- THE TASK -
List all the lines in these records that hold "find".

RECORDS FOR PROCESSING section start

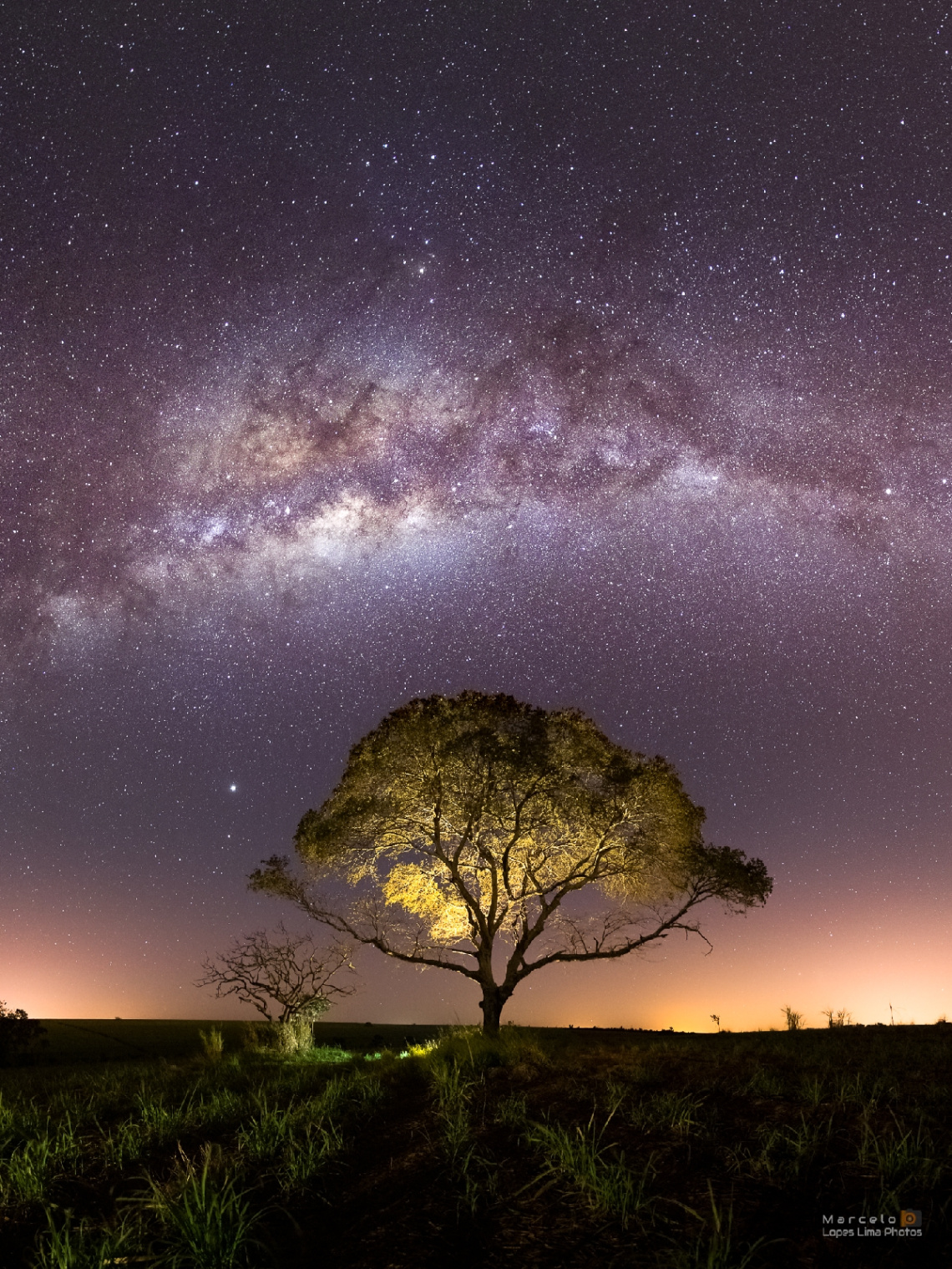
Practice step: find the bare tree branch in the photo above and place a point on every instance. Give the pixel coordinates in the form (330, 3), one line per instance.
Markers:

RECORDS FOR PROCESSING section end
RECORDS FOR PROCESSING section start

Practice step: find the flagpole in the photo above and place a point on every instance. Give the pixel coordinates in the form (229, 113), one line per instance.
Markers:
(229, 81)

RECORDS FOR PROCESSING section end

- REPLY -
Practice step: find the bare tree branch in the photo above and place a point on every instance. Give the pixel coordinates in the form (330, 3), one line per instance.
Practice step: find the flagpole in the photo above and place a point on every instance. Give the pixel coordinates in the form (229, 113), one line per instance.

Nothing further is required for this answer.